»»

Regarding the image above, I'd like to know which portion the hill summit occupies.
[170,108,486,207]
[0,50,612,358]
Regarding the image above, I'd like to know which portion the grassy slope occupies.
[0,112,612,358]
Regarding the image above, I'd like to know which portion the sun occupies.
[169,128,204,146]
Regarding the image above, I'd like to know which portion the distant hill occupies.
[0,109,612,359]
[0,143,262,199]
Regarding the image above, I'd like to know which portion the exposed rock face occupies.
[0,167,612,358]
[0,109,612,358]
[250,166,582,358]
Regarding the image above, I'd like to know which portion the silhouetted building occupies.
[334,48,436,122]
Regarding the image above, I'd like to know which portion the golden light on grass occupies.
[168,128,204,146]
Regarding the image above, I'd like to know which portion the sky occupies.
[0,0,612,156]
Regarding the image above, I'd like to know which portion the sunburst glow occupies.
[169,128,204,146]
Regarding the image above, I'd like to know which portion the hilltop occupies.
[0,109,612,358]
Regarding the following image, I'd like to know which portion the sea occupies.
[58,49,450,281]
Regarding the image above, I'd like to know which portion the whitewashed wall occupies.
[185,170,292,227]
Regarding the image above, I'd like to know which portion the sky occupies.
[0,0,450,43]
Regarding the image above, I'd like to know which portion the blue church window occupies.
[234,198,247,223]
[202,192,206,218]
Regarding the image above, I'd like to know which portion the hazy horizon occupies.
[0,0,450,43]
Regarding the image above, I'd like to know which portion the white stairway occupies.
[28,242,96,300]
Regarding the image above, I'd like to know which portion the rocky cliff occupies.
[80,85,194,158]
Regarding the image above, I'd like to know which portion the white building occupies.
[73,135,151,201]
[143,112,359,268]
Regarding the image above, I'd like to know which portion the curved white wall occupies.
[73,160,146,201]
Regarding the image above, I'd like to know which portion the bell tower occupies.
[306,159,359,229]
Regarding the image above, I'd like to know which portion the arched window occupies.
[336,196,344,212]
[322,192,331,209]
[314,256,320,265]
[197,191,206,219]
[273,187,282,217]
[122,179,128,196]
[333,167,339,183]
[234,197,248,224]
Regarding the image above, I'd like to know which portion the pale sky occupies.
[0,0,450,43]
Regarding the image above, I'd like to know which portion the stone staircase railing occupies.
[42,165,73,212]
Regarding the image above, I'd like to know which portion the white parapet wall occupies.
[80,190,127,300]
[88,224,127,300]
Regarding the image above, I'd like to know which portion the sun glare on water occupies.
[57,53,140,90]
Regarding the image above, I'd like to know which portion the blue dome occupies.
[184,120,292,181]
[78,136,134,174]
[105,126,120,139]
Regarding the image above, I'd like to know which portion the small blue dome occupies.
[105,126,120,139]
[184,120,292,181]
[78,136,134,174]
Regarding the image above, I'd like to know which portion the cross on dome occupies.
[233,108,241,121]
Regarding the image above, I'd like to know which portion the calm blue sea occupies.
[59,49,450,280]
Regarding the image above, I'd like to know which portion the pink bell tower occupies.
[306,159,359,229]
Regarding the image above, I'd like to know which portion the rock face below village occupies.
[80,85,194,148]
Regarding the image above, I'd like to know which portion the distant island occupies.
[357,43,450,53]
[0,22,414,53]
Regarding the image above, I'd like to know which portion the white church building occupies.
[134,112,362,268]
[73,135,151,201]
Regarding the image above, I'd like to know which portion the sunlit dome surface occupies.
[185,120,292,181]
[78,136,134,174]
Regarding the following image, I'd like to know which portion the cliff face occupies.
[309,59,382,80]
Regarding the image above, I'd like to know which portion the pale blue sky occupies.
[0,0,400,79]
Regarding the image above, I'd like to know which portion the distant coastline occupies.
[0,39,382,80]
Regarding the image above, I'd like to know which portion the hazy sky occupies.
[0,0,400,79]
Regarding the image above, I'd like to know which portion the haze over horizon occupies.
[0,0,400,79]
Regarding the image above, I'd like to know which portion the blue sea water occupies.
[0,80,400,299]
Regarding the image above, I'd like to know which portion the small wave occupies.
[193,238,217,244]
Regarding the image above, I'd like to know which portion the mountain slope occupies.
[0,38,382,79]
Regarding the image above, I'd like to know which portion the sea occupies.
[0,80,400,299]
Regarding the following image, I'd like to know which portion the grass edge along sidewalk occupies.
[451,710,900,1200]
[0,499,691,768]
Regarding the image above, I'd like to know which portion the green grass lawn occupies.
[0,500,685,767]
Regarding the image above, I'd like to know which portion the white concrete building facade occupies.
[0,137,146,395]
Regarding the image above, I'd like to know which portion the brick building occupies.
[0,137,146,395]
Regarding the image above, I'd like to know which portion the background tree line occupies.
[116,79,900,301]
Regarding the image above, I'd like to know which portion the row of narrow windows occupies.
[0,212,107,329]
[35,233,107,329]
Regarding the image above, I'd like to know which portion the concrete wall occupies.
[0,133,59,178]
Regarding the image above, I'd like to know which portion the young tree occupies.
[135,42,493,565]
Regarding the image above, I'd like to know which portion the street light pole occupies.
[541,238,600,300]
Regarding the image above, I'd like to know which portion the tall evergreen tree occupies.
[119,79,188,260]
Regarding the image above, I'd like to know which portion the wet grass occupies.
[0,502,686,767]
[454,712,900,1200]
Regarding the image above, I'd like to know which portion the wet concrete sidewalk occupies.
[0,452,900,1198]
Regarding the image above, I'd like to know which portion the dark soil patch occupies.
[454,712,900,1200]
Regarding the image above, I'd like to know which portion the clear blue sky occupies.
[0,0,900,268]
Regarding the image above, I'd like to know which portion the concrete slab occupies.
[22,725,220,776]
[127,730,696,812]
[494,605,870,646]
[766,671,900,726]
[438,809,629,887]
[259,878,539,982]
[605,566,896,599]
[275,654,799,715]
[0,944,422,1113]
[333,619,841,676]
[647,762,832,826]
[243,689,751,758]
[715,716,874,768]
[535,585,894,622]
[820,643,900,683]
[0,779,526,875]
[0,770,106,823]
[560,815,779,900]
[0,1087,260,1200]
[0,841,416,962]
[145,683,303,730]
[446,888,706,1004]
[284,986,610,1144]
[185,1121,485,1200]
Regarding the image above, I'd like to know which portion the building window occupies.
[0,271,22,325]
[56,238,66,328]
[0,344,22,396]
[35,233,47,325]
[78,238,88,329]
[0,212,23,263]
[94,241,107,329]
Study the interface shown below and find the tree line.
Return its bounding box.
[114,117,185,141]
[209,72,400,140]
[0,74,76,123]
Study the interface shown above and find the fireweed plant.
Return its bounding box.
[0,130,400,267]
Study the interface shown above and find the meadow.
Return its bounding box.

««

→ **Goal**: Can you reproduce all of the material above word for word, with every line unchanged?

→ **Correct output**:
Regarding the image above, I'd like to know which portion the hill summit occupies.
[170,108,486,207]
[0,50,612,358]
Regarding the image above, I'd like to know which portion the grassy slope occupies.
[0,112,612,358]
Regarding the image above, I'd like to know which portion the sun occupies.
[169,128,204,146]
Regarding the image above, I'd like to know which portion the distant hill occupies.
[0,109,612,359]
[0,143,262,199]
Regarding the image above, I'd like to know which portion the exposed rock face occupies.
[0,167,612,358]
[0,109,612,358]
[250,166,582,358]
Regarding the image above, I'd like to know which portion the silhouetted building occupies.
[334,48,436,122]
Regarding the image above, I'd like to know which portion the golden light on grass occupies.
[168,128,204,146]
Regarding the image above, I'd like to know which portion the sky occupies.
[0,0,612,156]
Regarding the image above, I'd like to know which portion the sunburst glow occupies.
[169,128,204,146]
Regarding the image above, I'd like to know which portion the hilltop occupies.
[0,109,612,358]
Regarding the following image, I'd like to know which portion the sea occupies.
[58,49,450,281]
Regarding the image above, I'd like to know which portion the whitewashed wall occupies.
[185,170,292,227]
Regarding the image above, I'd like to know which portion the sky occupies.
[0,0,450,43]
Regarding the image above, I'd like to know which portion the blue church window occupies.
[234,198,247,223]
[202,192,206,218]
Regarding the image above, I'd like to know which portion the hazy horizon occupies.
[0,0,450,43]
Regarding the image above, I'd like to know which portion the white stairway occupies.
[28,242,96,300]
Regarding the image above, I'd like to know which portion the rocky cliff occupies.
[80,85,194,158]
Regarding the image above, I'd like to know which portion the white building occupies.
[73,135,151,201]
[143,112,359,268]
Regarding the image above, I'd like to know which portion the curved white wall occupies.
[73,160,146,201]
Regarding the image above, I'd like to know which portion the bell tower occupies.
[306,159,359,229]
Regarding the image above, I'd like to know which portion the arched window occupies.
[336,196,344,212]
[322,192,331,209]
[314,256,320,265]
[197,191,206,219]
[273,187,282,217]
[122,179,128,196]
[333,167,339,183]
[234,197,248,224]
Regarding the image above, I'd like to know which portion the pale sky occupies.
[0,0,450,43]
Regarding the image above, I'd like to know which portion the stone staircase railing occupies.
[42,165,73,212]
Regarding the image above, I'd like to know which portion the white parapet wall occupies.
[80,190,127,300]
[88,224,127,300]
Regarding the image above, I'd like to know which portion the sun glare on water occupies.
[57,53,140,90]
Regarding the image above, I'd like to know which portion the blue dome occupies.
[184,120,292,181]
[78,136,134,174]
[105,126,120,139]
Regarding the image above, I'd like to know which portion the small blue dome occupies.
[105,126,120,139]
[184,120,292,181]
[78,136,134,174]
Regarding the image above, I'd like to know which portion the cross on dome occupies.
[233,108,241,121]
Regarding the image above, I'd like to know which portion the calm blue sea occupies.
[59,49,450,280]
Regarding the image above, I'd like to know which portion the pink bell tower occupies.
[306,159,359,229]
Regarding the image above, I'd like to know which portion the rock face below village occupies.
[80,85,194,148]
Regarding the image above, I'd like to know which portion the distant island occupies.
[357,43,450,53]
[0,22,414,53]
Regarding the image above, I'd like to know which portion the white church building occupies.
[134,112,362,268]
[73,135,151,201]
Regarding the image above, I'd like to know which portion the sunlit dome surface occupies.
[185,120,292,181]
[78,136,134,174]
Regarding the following image, I'd like to know which portion the cliff face occupies.
[309,59,382,80]
Regarding the image above, I'd like to know which portion the pale blue sky occupies.
[0,0,400,79]
Regarding the image above, I'd like to know which portion the distant coastline occupies.
[0,39,382,80]
Regarding the image above, I'd like to know which portion the hazy sky occupies.
[0,0,400,79]
Regarding the image above, I'd like to know which portion the haze over horizon occupies.
[0,0,400,79]
Regarding the image above, I'd like to know which portion the blue sea water occupies.
[0,80,400,299]
Regarding the image above, I'd like to know which portion the small wave occupies.
[193,238,217,244]
Regarding the image above, I'd like to know which portion the mountain slope occupies.
[0,38,382,79]
Regarding the image above, I'd like to know which portion the sea occupies.
[0,80,400,299]
Regarding the following image, I'd like to know which portion the grass edge along sidewalk occupies.
[451,710,900,1200]
[0,499,691,768]
Regarding the image above, I'd like to know which portion the green grass lawn occupies.
[0,500,685,767]
Regarding the image above, I'd like to know which portion the white concrete building facade occupies.
[0,137,146,395]
Regarding the image above, I'd like to know which portion the brick building occupies.
[0,137,146,395]
Regarding the image above, I'd like to know which portion the background tree line occupies.
[116,79,900,301]
Regarding the image above, I'd like to know which portion the row of narrow windows occupies.
[0,212,107,329]
[35,233,107,329]
Regarding the image above, I'd like to know which portion the concrete wall occupies.
[0,133,59,178]
Regarding the image above, I'd like to know which portion the young tree occupies.
[135,42,493,565]
Regarding the image above, I'd like to know which portion the street light pole occupies.
[541,238,600,300]
Regarding the image above, I'd like to know which portion the tall evergreen tree occupies.
[119,79,188,260]
Regarding the image above, I'd like to know which portion the wet grass occupies.
[0,502,686,767]
[454,712,900,1200]
Regarding the image above, I'd like to know which portion the wet concrete sidewalk occupies.
[0,452,900,1198]
Regarding the image above, I'd like to know which portion the dark soil patch occupies.
[454,712,900,1200]
Regarding the image above, I'd like to know which portion the clear blue sky occupies.
[0,0,900,268]
Regarding the image above, I'd like to know which portion the concrete slab occupies.
[22,725,220,776]
[127,730,696,812]
[494,605,870,646]
[766,671,900,726]
[438,809,629,887]
[259,878,539,982]
[605,566,896,599]
[275,654,799,715]
[0,944,422,1113]
[333,619,841,676]
[647,762,832,826]
[243,689,751,758]
[715,716,874,768]
[535,585,894,622]
[820,643,900,683]
[0,779,526,875]
[0,770,106,823]
[560,815,779,900]
[0,1087,260,1200]
[0,841,416,962]
[145,683,303,730]
[446,888,706,1004]
[284,986,610,1144]
[185,1121,485,1200]
Regarding the image above, I'd like to know which portion the building window occupies.
[0,271,22,325]
[56,238,66,328]
[0,344,22,396]
[35,233,47,325]
[78,238,88,329]
[0,212,23,263]
[94,241,107,329]
Study the interface shown below and find the tree line.
Return its bounding box.
[114,117,185,141]
[209,72,400,140]
[0,74,76,123]
Study the interface shown above and find the fireweed plant.
Return its bounding box.
[0,130,400,267]
Study the interface shown above and find the meadow.
Return its bounding box.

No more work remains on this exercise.